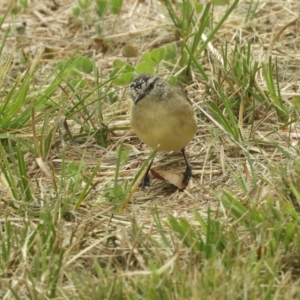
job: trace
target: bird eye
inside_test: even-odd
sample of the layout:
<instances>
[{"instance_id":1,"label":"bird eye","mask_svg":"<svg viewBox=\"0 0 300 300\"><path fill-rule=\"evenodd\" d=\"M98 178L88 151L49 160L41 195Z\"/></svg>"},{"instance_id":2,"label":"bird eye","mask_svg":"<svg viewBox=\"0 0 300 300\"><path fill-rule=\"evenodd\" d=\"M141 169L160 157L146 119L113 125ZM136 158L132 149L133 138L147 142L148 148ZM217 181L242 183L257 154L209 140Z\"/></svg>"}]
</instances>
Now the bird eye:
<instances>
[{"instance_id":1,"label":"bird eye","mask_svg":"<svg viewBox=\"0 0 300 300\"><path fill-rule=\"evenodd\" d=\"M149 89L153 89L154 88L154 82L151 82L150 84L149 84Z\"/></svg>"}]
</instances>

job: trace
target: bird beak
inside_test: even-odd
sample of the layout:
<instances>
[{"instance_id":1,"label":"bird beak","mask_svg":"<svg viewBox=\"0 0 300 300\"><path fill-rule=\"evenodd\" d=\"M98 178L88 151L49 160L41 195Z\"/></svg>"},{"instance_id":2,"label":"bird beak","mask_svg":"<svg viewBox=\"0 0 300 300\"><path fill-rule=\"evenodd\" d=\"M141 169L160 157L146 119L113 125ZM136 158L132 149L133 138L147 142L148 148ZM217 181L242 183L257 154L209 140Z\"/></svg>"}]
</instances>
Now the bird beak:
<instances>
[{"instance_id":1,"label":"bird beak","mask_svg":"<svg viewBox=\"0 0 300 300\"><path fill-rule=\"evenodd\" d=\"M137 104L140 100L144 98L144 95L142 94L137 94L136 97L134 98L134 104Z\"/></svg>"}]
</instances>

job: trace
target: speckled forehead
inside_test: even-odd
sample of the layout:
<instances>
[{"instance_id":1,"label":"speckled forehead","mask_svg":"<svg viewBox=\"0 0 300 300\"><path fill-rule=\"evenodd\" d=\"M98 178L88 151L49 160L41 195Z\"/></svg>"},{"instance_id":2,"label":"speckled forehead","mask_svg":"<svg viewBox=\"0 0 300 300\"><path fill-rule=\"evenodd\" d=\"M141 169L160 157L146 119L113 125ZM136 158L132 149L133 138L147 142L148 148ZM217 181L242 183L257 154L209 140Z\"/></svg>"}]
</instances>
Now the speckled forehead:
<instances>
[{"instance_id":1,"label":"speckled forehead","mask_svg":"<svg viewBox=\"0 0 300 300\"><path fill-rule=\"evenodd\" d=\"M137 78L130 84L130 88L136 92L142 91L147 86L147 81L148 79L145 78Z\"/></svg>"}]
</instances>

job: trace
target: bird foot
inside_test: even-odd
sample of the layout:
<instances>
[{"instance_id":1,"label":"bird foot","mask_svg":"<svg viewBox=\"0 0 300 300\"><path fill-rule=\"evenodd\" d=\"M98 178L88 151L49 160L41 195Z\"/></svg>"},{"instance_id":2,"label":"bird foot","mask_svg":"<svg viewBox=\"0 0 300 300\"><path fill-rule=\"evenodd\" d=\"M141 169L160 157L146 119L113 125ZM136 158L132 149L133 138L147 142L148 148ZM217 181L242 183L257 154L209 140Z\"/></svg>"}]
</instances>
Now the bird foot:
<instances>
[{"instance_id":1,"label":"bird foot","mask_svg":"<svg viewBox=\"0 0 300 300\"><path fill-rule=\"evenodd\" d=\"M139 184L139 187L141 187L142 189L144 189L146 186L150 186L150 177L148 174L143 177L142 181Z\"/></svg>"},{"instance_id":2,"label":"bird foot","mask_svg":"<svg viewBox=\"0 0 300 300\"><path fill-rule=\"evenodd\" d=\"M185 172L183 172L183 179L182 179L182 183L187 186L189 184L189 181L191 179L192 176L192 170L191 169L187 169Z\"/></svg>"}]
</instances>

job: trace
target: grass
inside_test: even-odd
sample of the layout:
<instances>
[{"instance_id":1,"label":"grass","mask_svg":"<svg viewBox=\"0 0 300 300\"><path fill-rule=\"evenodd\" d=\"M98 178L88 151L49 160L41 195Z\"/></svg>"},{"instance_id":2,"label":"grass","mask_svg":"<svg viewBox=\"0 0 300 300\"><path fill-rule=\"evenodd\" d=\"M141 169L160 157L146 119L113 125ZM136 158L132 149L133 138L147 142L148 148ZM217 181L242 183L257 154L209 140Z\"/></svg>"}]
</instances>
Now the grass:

+--

Prompt »
Return to the listing above and set it down exactly, leaving out its pictures.

Solution to this exercise »
job: trace
target: bird eye
inside_test: even-odd
sample of the layout:
<instances>
[{"instance_id":1,"label":"bird eye","mask_svg":"<svg viewBox=\"0 0 300 300\"><path fill-rule=\"evenodd\" d=\"M98 178L88 151L49 160L41 195Z\"/></svg>"},{"instance_id":2,"label":"bird eye","mask_svg":"<svg viewBox=\"0 0 300 300\"><path fill-rule=\"evenodd\" d=\"M141 169L160 157L146 119L113 125ZM136 158L132 149L133 138L147 142L148 148ZM217 181L242 183L257 154L209 140Z\"/></svg>"}]
</instances>
Now the bird eye:
<instances>
[{"instance_id":1,"label":"bird eye","mask_svg":"<svg viewBox=\"0 0 300 300\"><path fill-rule=\"evenodd\" d=\"M149 89L153 89L154 88L154 82L151 82L150 84L149 84Z\"/></svg>"}]
</instances>

job: trace
target: bird beak
inside_test: even-odd
sample of the layout:
<instances>
[{"instance_id":1,"label":"bird beak","mask_svg":"<svg viewBox=\"0 0 300 300\"><path fill-rule=\"evenodd\" d=\"M98 178L88 151L49 160L41 195Z\"/></svg>"},{"instance_id":2,"label":"bird beak","mask_svg":"<svg viewBox=\"0 0 300 300\"><path fill-rule=\"evenodd\" d=\"M141 169L160 157L146 119L113 125ZM136 158L132 149L133 138L147 142L148 148ZM217 181L242 183L257 154L209 140Z\"/></svg>"}]
</instances>
Now the bird beak:
<instances>
[{"instance_id":1,"label":"bird beak","mask_svg":"<svg viewBox=\"0 0 300 300\"><path fill-rule=\"evenodd\" d=\"M137 104L140 100L144 98L144 95L142 94L137 94L136 97L134 98L134 104Z\"/></svg>"}]
</instances>

job: trace
target: speckled forehead
inside_test: even-odd
sample of the layout:
<instances>
[{"instance_id":1,"label":"speckled forehead","mask_svg":"<svg viewBox=\"0 0 300 300\"><path fill-rule=\"evenodd\" d=\"M98 178L88 151L49 160L41 195Z\"/></svg>"},{"instance_id":2,"label":"speckled forehead","mask_svg":"<svg viewBox=\"0 0 300 300\"><path fill-rule=\"evenodd\" d=\"M141 169L160 157L146 119L113 125ZM136 158L132 149L133 138L147 142L148 148ZM217 181L242 183L257 154L209 140Z\"/></svg>"}]
</instances>
Now the speckled forehead:
<instances>
[{"instance_id":1,"label":"speckled forehead","mask_svg":"<svg viewBox=\"0 0 300 300\"><path fill-rule=\"evenodd\" d=\"M137 78L130 84L130 88L136 92L142 91L147 86L147 81L148 79L145 78Z\"/></svg>"}]
</instances>

job: trace
target: bird foot
inside_test: even-odd
sample of the layout:
<instances>
[{"instance_id":1,"label":"bird foot","mask_svg":"<svg viewBox=\"0 0 300 300\"><path fill-rule=\"evenodd\" d=\"M98 178L88 151L49 160L41 195Z\"/></svg>"},{"instance_id":2,"label":"bird foot","mask_svg":"<svg viewBox=\"0 0 300 300\"><path fill-rule=\"evenodd\" d=\"M141 169L160 157L146 119L113 125ZM136 158L132 149L133 138L147 142L148 148ZM217 181L242 183L257 154L209 140Z\"/></svg>"}]
</instances>
Now the bird foot:
<instances>
[{"instance_id":1,"label":"bird foot","mask_svg":"<svg viewBox=\"0 0 300 300\"><path fill-rule=\"evenodd\" d=\"M139 184L139 187L141 187L142 189L144 189L146 186L150 186L150 177L148 174L143 177L142 181Z\"/></svg>"},{"instance_id":2,"label":"bird foot","mask_svg":"<svg viewBox=\"0 0 300 300\"><path fill-rule=\"evenodd\" d=\"M185 172L183 172L183 179L182 179L182 183L187 186L189 184L189 181L191 179L192 176L192 170L191 169L187 169Z\"/></svg>"}]
</instances>

job: trace
target: grass
inside_test: even-odd
sample of the layout:
<instances>
[{"instance_id":1,"label":"grass","mask_svg":"<svg viewBox=\"0 0 300 300\"><path fill-rule=\"evenodd\" d=\"M98 178L88 151L49 160L41 195Z\"/></svg>"},{"instance_id":2,"label":"grass","mask_svg":"<svg viewBox=\"0 0 300 300\"><path fill-rule=\"evenodd\" d=\"M141 169L160 157L146 119L113 125ZM136 158L132 149L133 138L147 142L148 148ZM217 181L242 183L257 154L209 140Z\"/></svg>"}]
</instances>
Now the grass:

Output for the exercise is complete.